Human Action and Political Economy 
  
          In the Topics, Aristotle provides his philosophical analysis of human ends and means. He explains that means or instruments of production are valuable because their end products are useful to people. The more useful or desirable a good is, the higher the value of the means of production is. Aristotle then goes on to derive a number of economic ideas from axiomatic concepts including the necessity of human action, the pursuit of ends by ordering and allocating scarce means, and the reality of human inequality and diversity. 
  
          Aristotle explains that actions are necessarily and fundamentally singular. For Aristotle, the individual human action of using wealth is what constitutes the economic dimension. The purpose of economic action is to use things that are necessary for life (i.e., survival) and for the Good Life (i.e., flourishing). The Good Life is the moral life of virtue through which human beings attain happiness. 
  
          Given that human actions are voluntary and intentional, it follows that action requires the prior internal mental acts of deliberation and choice. Human beings seek to fulfill their perfection via action. Observing that human nature has capacities pertaining to its dual material and spiritual character, Aristotle explains that economics is an expression of that dual character. The economic sphere is the intersection between the corporeal and mental aspects of the human person. 
  
          Aristotle made a distinction between practical science and speculative science. He states that practical science is concerned with knowledge for the sake of controlling reality. It studies knowledge that may be otherwise (i.e., contingent knowledge). Practical science studies relationships that are not constant, regular, or invariable. Aristotle classifies economics as a practical science. On the other hand, Aristotle sees speculative science as yielding necessary, universal, noncontingent truths. Speculative science generates universal truths deduced from self-evident principles known by induction. The goal of speculative science is knowledge for its own sake. Mathematics and metaphysics would be speculative sciences for Aristotle. 
  
          Aristotle taught that economics is concerned with both the household and the polis and that economics deals with the use of things required for the good (or virtuous) life. As a pragmatic or practical science, economics is aimed at the good and is fundamentally moral. Because Aristotle saw that economics was embedded in politics, an argument can be made that the study of political economy began with him.

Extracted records
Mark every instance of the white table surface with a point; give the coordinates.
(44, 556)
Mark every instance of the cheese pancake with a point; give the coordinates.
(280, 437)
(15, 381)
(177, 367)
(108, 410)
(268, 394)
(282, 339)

TASK TO CARRY OUT -> Extend the excerpt on Aristotle's view of human action and political economy, starting right after its final sentence. The extracted records have nothing to do with this.

REPLY ->
  
          For Aristotle, the primary meaning of economics is the action of using things required for the Good Life. In addition, he also sees economics as a practical science and as a capacity that fosters habits that expedite the action. Economics is a type of prudence or practical knowledge that aids a person in properly obtaining and using those things that are necessary for living well. The end of economics as a practical science is attaining effective action. 
  
          Aristotle explains that ontologically the operation of the economic dimension of reality is inextricably related to the moral and political spheres. The economic element is integrated in real action with other realms relating to the acting human person. The various domains mutually influence one another in an ongoing dynamic fashion. 
  
          Aristotle explains that practical science recognizes the inexact nature of its conclusions as a consequence of human action which arises from each person's freedom and uniqueness. Uncertainty emanates from the nature of the world and the free human person and is a necessary aspect of economic actions that will always be in attendance. Aristotle observes that a practical science such as economics must be intimately connected to the concrete circumstances and that it is proper to begin with what is known to us.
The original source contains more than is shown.